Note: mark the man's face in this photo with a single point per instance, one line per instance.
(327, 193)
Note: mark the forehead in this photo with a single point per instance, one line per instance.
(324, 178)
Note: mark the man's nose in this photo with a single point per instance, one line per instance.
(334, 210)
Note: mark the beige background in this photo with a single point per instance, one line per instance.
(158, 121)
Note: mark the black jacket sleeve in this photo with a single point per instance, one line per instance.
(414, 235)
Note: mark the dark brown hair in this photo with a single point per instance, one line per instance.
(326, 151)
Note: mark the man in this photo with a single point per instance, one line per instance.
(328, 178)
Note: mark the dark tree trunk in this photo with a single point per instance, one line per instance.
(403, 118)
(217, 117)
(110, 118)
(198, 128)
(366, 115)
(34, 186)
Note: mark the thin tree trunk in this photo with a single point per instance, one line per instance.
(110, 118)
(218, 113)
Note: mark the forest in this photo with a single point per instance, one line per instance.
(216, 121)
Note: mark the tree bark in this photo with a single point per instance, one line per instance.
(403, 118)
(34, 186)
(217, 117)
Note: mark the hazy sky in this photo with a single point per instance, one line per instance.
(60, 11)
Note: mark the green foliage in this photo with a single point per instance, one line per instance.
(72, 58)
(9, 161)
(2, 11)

··········

Assignment: The output must consist solely of the lines from the one containing "Note: mark the forest" through the end of the listing, unaltered.

Answer space:
Note: mark the forest in this photo with a single point per instance, one line per instance.
(216, 121)
Note: mark the tree bark in this photo with a single point per instance, one line per instance.
(403, 118)
(34, 186)
(217, 117)
Note: mark the hazy sky in this photo with a single point per instance, one line per instance.
(60, 11)
Note: mark the green foliage in this photo with a single point per instance, one line per instance.
(72, 58)
(9, 161)
(2, 11)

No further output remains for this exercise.